→ **Supplied material**:
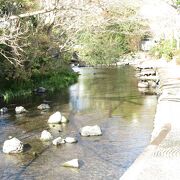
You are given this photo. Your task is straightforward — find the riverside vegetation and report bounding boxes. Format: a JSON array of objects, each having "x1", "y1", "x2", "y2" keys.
[{"x1": 0, "y1": 0, "x2": 149, "y2": 100}]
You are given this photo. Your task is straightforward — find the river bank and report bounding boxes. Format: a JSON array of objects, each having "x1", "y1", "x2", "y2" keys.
[{"x1": 120, "y1": 61, "x2": 180, "y2": 180}]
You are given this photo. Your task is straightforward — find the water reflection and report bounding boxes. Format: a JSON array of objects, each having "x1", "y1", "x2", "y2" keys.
[{"x1": 0, "y1": 67, "x2": 156, "y2": 180}]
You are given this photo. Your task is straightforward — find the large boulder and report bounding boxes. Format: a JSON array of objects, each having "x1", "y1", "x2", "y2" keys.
[
  {"x1": 48, "y1": 111, "x2": 62, "y2": 124},
  {"x1": 63, "y1": 159, "x2": 79, "y2": 168},
  {"x1": 15, "y1": 106, "x2": 27, "y2": 114},
  {"x1": 3, "y1": 137, "x2": 24, "y2": 153},
  {"x1": 37, "y1": 104, "x2": 50, "y2": 110},
  {"x1": 40, "y1": 130, "x2": 53, "y2": 141},
  {"x1": 80, "y1": 125, "x2": 102, "y2": 136}
]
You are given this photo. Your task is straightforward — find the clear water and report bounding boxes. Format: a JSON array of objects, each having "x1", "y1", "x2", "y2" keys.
[{"x1": 0, "y1": 67, "x2": 157, "y2": 180}]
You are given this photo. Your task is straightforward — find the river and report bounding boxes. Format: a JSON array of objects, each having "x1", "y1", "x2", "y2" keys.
[{"x1": 0, "y1": 66, "x2": 157, "y2": 180}]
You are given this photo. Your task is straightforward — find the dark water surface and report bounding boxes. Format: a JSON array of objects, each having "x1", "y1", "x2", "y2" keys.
[{"x1": 0, "y1": 67, "x2": 157, "y2": 180}]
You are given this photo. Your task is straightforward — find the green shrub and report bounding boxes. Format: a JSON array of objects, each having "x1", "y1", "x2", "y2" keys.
[{"x1": 150, "y1": 40, "x2": 176, "y2": 60}]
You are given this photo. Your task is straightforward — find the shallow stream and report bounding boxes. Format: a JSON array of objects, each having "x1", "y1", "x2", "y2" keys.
[{"x1": 0, "y1": 66, "x2": 157, "y2": 180}]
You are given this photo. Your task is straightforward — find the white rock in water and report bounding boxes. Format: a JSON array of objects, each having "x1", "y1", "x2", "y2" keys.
[
  {"x1": 63, "y1": 159, "x2": 79, "y2": 168},
  {"x1": 80, "y1": 125, "x2": 102, "y2": 136},
  {"x1": 3, "y1": 137, "x2": 23, "y2": 153},
  {"x1": 37, "y1": 104, "x2": 50, "y2": 110},
  {"x1": 48, "y1": 111, "x2": 62, "y2": 124},
  {"x1": 40, "y1": 130, "x2": 53, "y2": 141},
  {"x1": 61, "y1": 116, "x2": 68, "y2": 123},
  {"x1": 0, "y1": 107, "x2": 8, "y2": 114},
  {"x1": 65, "y1": 137, "x2": 77, "y2": 143},
  {"x1": 52, "y1": 137, "x2": 66, "y2": 146},
  {"x1": 15, "y1": 106, "x2": 27, "y2": 114},
  {"x1": 138, "y1": 82, "x2": 149, "y2": 88}
]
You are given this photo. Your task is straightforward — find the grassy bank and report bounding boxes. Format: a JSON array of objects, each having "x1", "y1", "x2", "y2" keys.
[{"x1": 0, "y1": 69, "x2": 78, "y2": 102}]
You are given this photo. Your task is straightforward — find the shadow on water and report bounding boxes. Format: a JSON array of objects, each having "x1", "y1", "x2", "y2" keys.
[{"x1": 0, "y1": 67, "x2": 156, "y2": 180}]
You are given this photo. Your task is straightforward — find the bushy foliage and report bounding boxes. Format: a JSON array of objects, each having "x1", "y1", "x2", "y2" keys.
[
  {"x1": 78, "y1": 22, "x2": 146, "y2": 65},
  {"x1": 0, "y1": 0, "x2": 37, "y2": 16},
  {"x1": 150, "y1": 40, "x2": 176, "y2": 60}
]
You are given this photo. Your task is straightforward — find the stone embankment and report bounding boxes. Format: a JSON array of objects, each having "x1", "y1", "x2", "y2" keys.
[{"x1": 120, "y1": 62, "x2": 180, "y2": 180}]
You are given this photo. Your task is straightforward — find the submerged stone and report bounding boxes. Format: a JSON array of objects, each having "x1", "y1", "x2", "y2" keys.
[
  {"x1": 61, "y1": 116, "x2": 68, "y2": 123},
  {"x1": 37, "y1": 104, "x2": 50, "y2": 110},
  {"x1": 40, "y1": 130, "x2": 53, "y2": 141},
  {"x1": 63, "y1": 159, "x2": 79, "y2": 168},
  {"x1": 15, "y1": 106, "x2": 27, "y2": 114},
  {"x1": 65, "y1": 137, "x2": 77, "y2": 143},
  {"x1": 80, "y1": 125, "x2": 102, "y2": 136},
  {"x1": 0, "y1": 107, "x2": 8, "y2": 114},
  {"x1": 48, "y1": 111, "x2": 62, "y2": 124},
  {"x1": 52, "y1": 137, "x2": 66, "y2": 146}
]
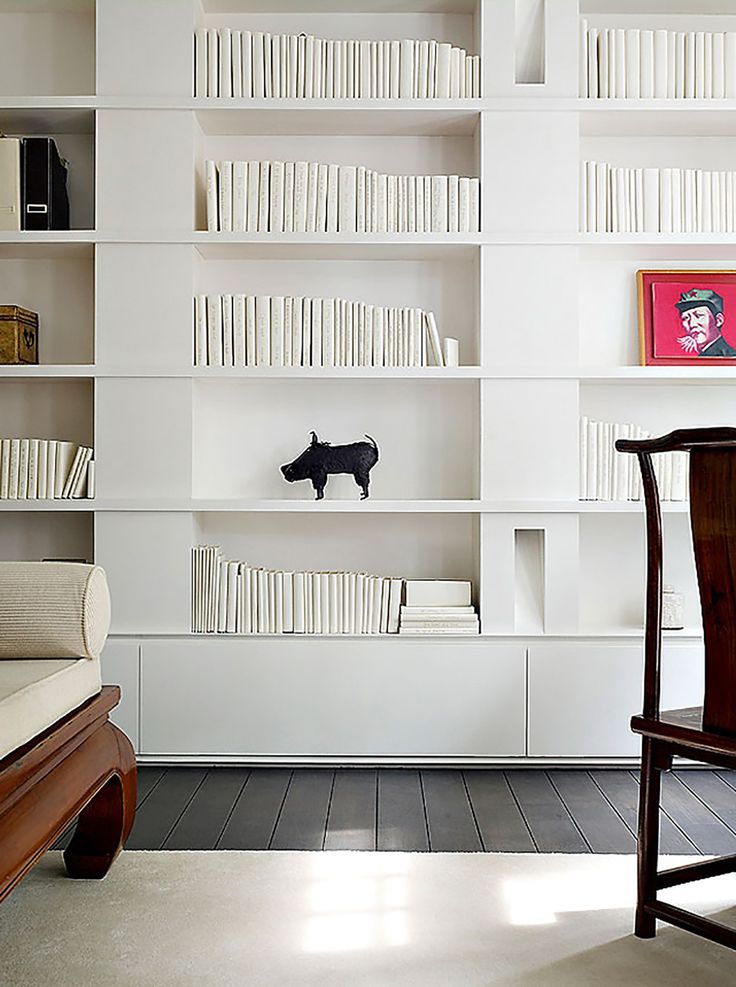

→ **Work to complete**:
Rewrite everything from the line containing "find the bushy" down to the end of the records, requests included. Multiply every bounding-box coordinate in the answers by 1.7 and round to whole numbers, halves up, and leave the pictures out.

→ **Result**:
You are given this photo. Your task is straightforward — find the bushy foliage and report bounding boxes. Format: a JSON array of objects, each having "x1", "y1", "x2", "y2" keys.
[
  {"x1": 133, "y1": 37, "x2": 248, "y2": 111},
  {"x1": 0, "y1": 0, "x2": 63, "y2": 27},
  {"x1": 255, "y1": 68, "x2": 299, "y2": 102}
]
You are given this photo. Your task is straightforward — find the stone embankment and report bounding boxes. Format: a JSON array of objects, each having "x1", "y1", "x2", "y2" keys.
[{"x1": 204, "y1": 105, "x2": 306, "y2": 306}]
You are given this photo. Your task is straightforward — find the submerged stone and report bounding boxes. Format: a JSON array of objects, each having "x1", "y1", "x2", "y2" keys.
[
  {"x1": 104, "y1": 197, "x2": 116, "y2": 209},
  {"x1": 63, "y1": 177, "x2": 85, "y2": 187},
  {"x1": 68, "y1": 221, "x2": 90, "y2": 240},
  {"x1": 107, "y1": 270, "x2": 134, "y2": 286},
  {"x1": 26, "y1": 180, "x2": 46, "y2": 194},
  {"x1": 111, "y1": 233, "x2": 131, "y2": 243},
  {"x1": 136, "y1": 213, "x2": 173, "y2": 231},
  {"x1": 0, "y1": 182, "x2": 14, "y2": 194},
  {"x1": 82, "y1": 189, "x2": 105, "y2": 211},
  {"x1": 88, "y1": 233, "x2": 112, "y2": 248}
]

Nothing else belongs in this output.